- ASSIGNMENT: Look below for the line containing "Where can the dead"; from there through the line containing "Target: cluster of yellow mushrooms", both lines included, please set down each line exactly and nothing else.

- DATA SUPPLIED:
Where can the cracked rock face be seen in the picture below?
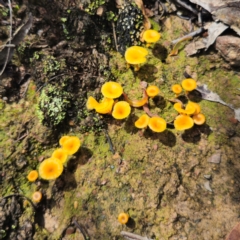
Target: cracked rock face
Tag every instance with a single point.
(229, 47)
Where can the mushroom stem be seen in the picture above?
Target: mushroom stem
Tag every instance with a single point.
(137, 103)
(147, 110)
(136, 67)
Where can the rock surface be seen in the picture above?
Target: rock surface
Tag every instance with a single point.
(229, 47)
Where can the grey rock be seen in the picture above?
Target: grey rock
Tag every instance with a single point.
(215, 158)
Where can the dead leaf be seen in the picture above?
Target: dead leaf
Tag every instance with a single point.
(176, 47)
(214, 31)
(214, 97)
(235, 233)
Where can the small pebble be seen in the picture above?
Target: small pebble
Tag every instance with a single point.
(215, 158)
(207, 176)
(207, 186)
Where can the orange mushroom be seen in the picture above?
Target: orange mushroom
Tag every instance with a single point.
(37, 196)
(189, 84)
(189, 109)
(111, 90)
(151, 36)
(60, 154)
(121, 110)
(197, 107)
(105, 106)
(157, 124)
(136, 55)
(199, 119)
(137, 103)
(143, 121)
(32, 176)
(92, 103)
(72, 145)
(50, 169)
(152, 91)
(123, 218)
(63, 139)
(177, 89)
(183, 122)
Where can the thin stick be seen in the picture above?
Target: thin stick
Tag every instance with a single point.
(114, 36)
(192, 34)
(132, 236)
(10, 37)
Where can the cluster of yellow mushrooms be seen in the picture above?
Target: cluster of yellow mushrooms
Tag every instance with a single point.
(51, 168)
(135, 56)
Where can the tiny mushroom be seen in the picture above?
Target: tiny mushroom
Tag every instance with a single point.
(71, 145)
(189, 109)
(157, 124)
(199, 119)
(60, 154)
(189, 84)
(143, 121)
(32, 176)
(63, 139)
(177, 89)
(91, 103)
(136, 55)
(151, 36)
(183, 122)
(50, 169)
(121, 110)
(105, 106)
(152, 91)
(37, 196)
(123, 218)
(111, 90)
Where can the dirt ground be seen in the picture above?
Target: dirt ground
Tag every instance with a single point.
(174, 185)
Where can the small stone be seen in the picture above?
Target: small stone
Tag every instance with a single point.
(215, 158)
(208, 176)
(70, 230)
(207, 186)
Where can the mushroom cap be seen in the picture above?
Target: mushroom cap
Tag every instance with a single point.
(197, 107)
(176, 88)
(60, 154)
(111, 90)
(199, 119)
(189, 84)
(91, 103)
(32, 176)
(50, 168)
(105, 106)
(151, 36)
(157, 124)
(152, 91)
(136, 55)
(143, 121)
(63, 139)
(121, 110)
(123, 218)
(183, 122)
(178, 107)
(71, 145)
(37, 196)
(190, 108)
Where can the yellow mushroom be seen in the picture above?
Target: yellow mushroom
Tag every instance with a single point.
(136, 55)
(157, 124)
(111, 90)
(183, 122)
(143, 121)
(121, 110)
(152, 91)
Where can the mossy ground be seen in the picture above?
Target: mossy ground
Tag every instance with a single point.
(157, 178)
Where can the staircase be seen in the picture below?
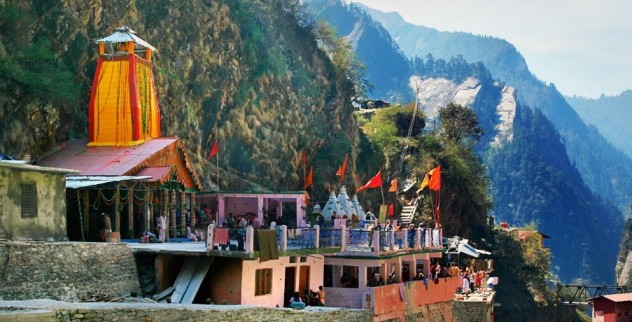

- TASK RESPONSE:
Where can the dead leaf be seen in the picture above?
Target: dead leaf
Tag every instance with a single point.
(176, 47)
(214, 31)
(214, 97)
(235, 233)
Where can the small pebble be seen in the picture above?
Target: small pebble
Tag every instance with a single point.
(215, 158)
(207, 176)
(207, 186)
Where can the orange mushroom be seen in the picture above?
Target: orange mushroom
Tag every instance with a single point.
(37, 196)
(189, 84)
(189, 109)
(111, 90)
(151, 36)
(60, 154)
(121, 110)
(197, 107)
(105, 106)
(157, 124)
(136, 55)
(199, 119)
(137, 103)
(143, 121)
(32, 176)
(92, 103)
(72, 145)
(50, 169)
(152, 91)
(123, 218)
(63, 139)
(177, 89)
(183, 122)
Where can the thin stick be seen in the picture above?
Target: thin stick
Tag every instance with a single point.
(114, 36)
(192, 34)
(132, 236)
(10, 37)
Where can the cluster of yellow mushrooms be seen in the picture above?
Target: cluster of yellow mushrooms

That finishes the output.